▶ [TEXT EXCERPT]:
__________
I understand the point you were making, and agree with your premise. 

Anita 



-- Paul Heinegg <[log in to unmask]> wrote:
Hi Anita. You wrote, "Plecker identified Indians as, "issue", a 
derogatory 
term. He was not as benign a character as you make him out to be. He 
knew 
nothing about the racial makeup of Native Americans, except what he 
was 
told, and what was in the record. You almost make it seem like he was 
performing a public service. This is the same thing Hitler did with 
the Jews 
in Nazi Germany."
-----------

I am sorry if I gave the wrong impression in my posting. Plecker was 
a 
monster. But he had a boss who had a boss who had a boss who was the 
elected 
governor of Virginia and all were obviously pleased with what he was 
doing 
or they would have fired him. He did not pass the laws he enforced.

The Racial Integrity act and the Sterilization act were passed by the 
legislature and signed into law by the governor who presumably had 
the 
support of most Virginians. Eugenics was taught at a number of 
Virginia 
universities and UVA was one of the leaders on the subject in the 
country.
__________
▶ [Image point grounding rows]:
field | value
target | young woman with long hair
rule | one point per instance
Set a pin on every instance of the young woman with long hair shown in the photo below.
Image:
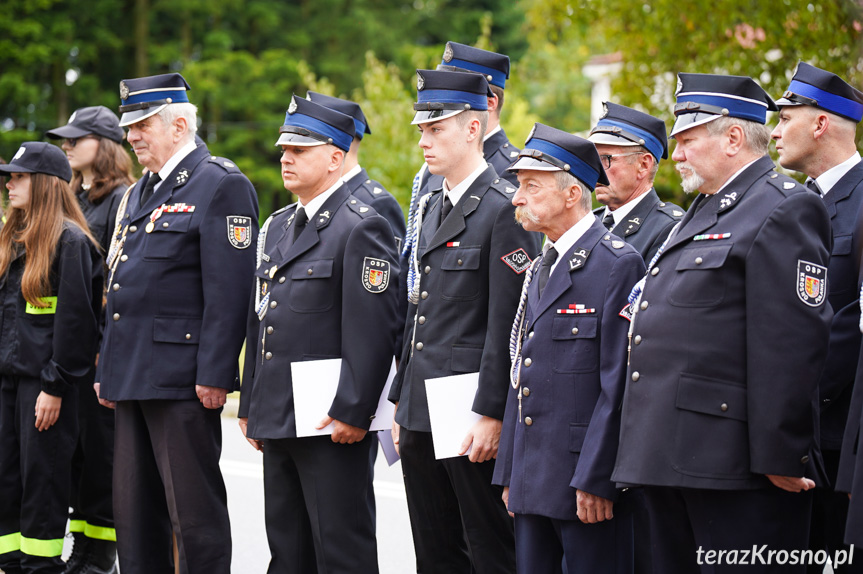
(101, 173)
(51, 277)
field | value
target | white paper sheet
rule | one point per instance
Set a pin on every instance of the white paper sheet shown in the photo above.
(315, 384)
(450, 400)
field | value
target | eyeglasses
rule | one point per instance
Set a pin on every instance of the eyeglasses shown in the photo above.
(74, 141)
(606, 158)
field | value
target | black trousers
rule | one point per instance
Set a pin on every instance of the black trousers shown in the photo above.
(458, 519)
(167, 479)
(317, 512)
(34, 478)
(689, 524)
(93, 469)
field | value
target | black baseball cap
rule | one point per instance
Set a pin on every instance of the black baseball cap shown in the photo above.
(39, 157)
(97, 120)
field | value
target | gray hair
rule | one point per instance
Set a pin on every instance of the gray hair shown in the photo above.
(184, 110)
(757, 135)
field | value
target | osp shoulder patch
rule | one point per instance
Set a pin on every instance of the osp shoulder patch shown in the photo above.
(240, 231)
(376, 275)
(517, 260)
(811, 282)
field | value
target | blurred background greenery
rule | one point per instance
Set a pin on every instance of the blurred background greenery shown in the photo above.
(244, 59)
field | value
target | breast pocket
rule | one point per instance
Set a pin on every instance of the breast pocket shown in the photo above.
(574, 345)
(312, 288)
(460, 268)
(169, 236)
(699, 278)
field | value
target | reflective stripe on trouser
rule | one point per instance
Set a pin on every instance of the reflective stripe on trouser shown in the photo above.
(93, 531)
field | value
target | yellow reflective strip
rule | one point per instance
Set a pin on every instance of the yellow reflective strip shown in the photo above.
(77, 525)
(100, 532)
(51, 308)
(10, 542)
(44, 548)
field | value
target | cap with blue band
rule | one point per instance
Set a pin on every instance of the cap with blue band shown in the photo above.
(550, 149)
(819, 88)
(143, 97)
(462, 58)
(310, 124)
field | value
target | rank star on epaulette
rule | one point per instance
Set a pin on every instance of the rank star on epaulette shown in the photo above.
(376, 275)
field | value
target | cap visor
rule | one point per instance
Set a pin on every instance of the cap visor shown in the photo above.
(67, 132)
(425, 117)
(130, 118)
(687, 121)
(288, 138)
(532, 164)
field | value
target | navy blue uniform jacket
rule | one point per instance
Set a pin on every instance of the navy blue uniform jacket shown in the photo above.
(574, 383)
(56, 345)
(472, 267)
(647, 225)
(177, 302)
(729, 341)
(320, 308)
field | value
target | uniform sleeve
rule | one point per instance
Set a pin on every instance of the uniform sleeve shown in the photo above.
(596, 461)
(226, 280)
(76, 321)
(369, 322)
(504, 290)
(787, 335)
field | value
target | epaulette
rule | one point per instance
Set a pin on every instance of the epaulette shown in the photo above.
(225, 164)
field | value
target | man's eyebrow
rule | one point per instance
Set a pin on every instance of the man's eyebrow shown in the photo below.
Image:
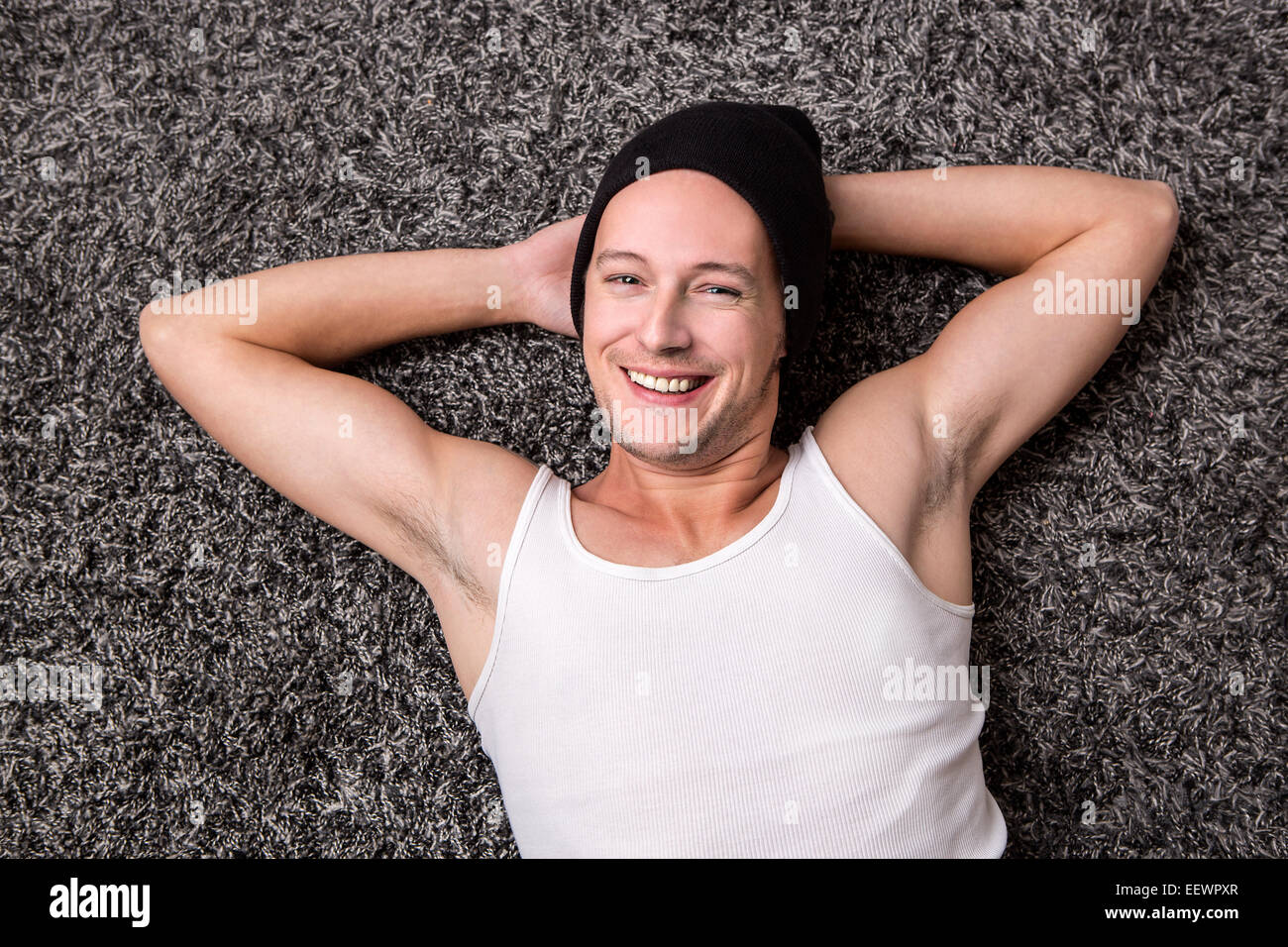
__________
▶ [YOUR GOAL]:
Copy the part of the email about Plecker starting at "I am sorry if" and ending at "laws he enforced.". You won't need the rows for this.

▶ [TASK SOLUTION]:
I am sorry if I gave the wrong impression in my posting. Plecker was 
a 
monster. But he had a boss who had a boss who had a boss who was the 
elected 
governor of Virginia and all were obviously pleased with what he was 
doing 
or they would have fired him. He did not pass the laws he enforced.